Excerpts from point annotation data
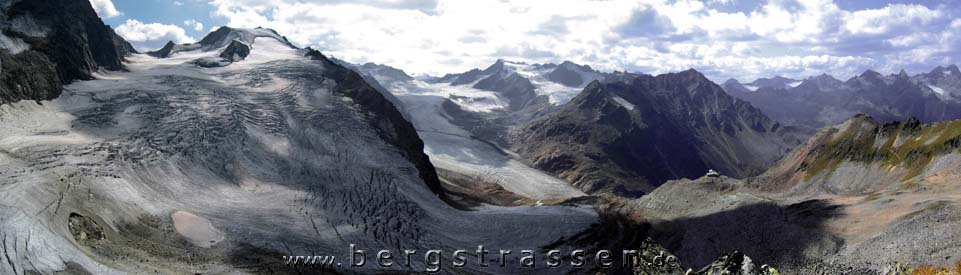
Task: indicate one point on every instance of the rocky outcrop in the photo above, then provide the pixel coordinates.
(863, 156)
(222, 37)
(53, 42)
(235, 51)
(391, 124)
(630, 136)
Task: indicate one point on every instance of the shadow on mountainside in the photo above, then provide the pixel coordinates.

- **DESCRIPTION OF THE TASK**:
Write out each of the entries above word for word, with no pictures in your answer.

- **OUTPUT BELOW**:
Task: indicate one point on every instance of the rocky outcrop in the photo above, then provide the pixel coordinates.
(863, 156)
(222, 37)
(53, 42)
(235, 51)
(391, 124)
(630, 136)
Task: indicate one point on every instance of the shadow on mountainside in the photo above, then provide the pixel coordinates.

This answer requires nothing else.